"Practice step: point at the player's" appears in one line; retype that line and all lines following it through the end of the records, with nothing left out or added.

- Opening Delimiter -

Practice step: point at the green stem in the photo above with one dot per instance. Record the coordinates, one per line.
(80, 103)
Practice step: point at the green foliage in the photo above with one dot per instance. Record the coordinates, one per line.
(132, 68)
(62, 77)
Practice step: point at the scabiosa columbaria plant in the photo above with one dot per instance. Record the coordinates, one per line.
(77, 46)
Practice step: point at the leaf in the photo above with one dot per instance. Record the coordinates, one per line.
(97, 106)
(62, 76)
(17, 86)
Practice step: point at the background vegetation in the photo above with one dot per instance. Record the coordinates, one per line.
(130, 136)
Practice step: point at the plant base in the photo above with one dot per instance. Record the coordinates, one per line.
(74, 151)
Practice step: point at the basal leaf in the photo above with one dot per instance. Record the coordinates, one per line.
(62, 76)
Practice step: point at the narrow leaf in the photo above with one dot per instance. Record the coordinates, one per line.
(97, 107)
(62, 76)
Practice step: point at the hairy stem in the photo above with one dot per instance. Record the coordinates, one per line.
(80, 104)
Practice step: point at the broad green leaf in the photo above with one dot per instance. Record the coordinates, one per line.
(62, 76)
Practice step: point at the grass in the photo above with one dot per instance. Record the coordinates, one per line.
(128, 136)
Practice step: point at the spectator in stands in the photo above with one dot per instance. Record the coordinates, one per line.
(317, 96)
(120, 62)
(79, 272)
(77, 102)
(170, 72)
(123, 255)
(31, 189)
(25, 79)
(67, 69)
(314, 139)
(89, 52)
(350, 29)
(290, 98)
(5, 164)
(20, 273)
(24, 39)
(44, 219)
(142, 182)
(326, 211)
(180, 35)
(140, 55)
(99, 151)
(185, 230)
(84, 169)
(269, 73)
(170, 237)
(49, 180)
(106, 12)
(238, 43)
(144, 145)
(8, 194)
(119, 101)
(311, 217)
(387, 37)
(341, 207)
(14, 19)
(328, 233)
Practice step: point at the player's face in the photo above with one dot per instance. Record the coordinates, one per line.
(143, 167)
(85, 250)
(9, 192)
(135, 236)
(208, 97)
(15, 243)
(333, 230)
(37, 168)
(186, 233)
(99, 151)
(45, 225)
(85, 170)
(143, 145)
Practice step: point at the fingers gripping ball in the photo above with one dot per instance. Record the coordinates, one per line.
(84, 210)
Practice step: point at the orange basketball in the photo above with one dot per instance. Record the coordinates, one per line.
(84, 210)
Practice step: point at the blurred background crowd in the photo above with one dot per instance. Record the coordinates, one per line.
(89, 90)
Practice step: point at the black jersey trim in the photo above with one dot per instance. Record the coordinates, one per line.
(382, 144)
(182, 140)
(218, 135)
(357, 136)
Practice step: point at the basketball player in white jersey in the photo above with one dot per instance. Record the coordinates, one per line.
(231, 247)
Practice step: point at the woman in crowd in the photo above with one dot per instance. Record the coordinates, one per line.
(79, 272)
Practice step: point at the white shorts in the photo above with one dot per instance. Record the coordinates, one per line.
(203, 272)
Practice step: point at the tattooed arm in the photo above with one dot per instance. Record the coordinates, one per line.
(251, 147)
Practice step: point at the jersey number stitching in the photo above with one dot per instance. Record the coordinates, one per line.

- Closing Delimiter -

Finished task:
Practice step: point at the player's face in the photo above with one dot per instance. Record the coordinates, one per line.
(143, 167)
(85, 250)
(9, 192)
(135, 236)
(208, 97)
(15, 243)
(333, 230)
(37, 168)
(186, 233)
(99, 151)
(45, 225)
(85, 170)
(143, 145)
Practice step: point at the fingers gripping ball in the photo above with one dot per instance. Record the coordinates, one per line.
(84, 210)
Practice step: point at the orange basketball in the photo above with one dot per instance. Record the coordinates, one per line.
(84, 210)
Practice step: point at the blurred background crowd in the photo above with one dot per instance. Record the coordinates, one per line.
(89, 90)
Practice step: point at the black jersey trim in the photo above with one dot per instance. Record the coordinates, one per line.
(382, 144)
(182, 140)
(218, 135)
(357, 136)
Practice step: point at the basketball player in white jersey in the photo above with one dot per instance. Record the coordinates, one per line.
(231, 247)
Practice step: point at the woman in crowd in the photo above with one dot per instance. Record the coordinates, one per line.
(79, 272)
Practice step: point at the white shorts in the photo above with one dot per instance. Record the coordinates, one per line.
(203, 272)
Practice step: point at the tattooed arm in the photo above with one dot per instance. Record the coordinates, one per line.
(251, 147)
Practice step: point at the jersey number stitching in the photo above with one dot per instance. Record the coordinates, one per line.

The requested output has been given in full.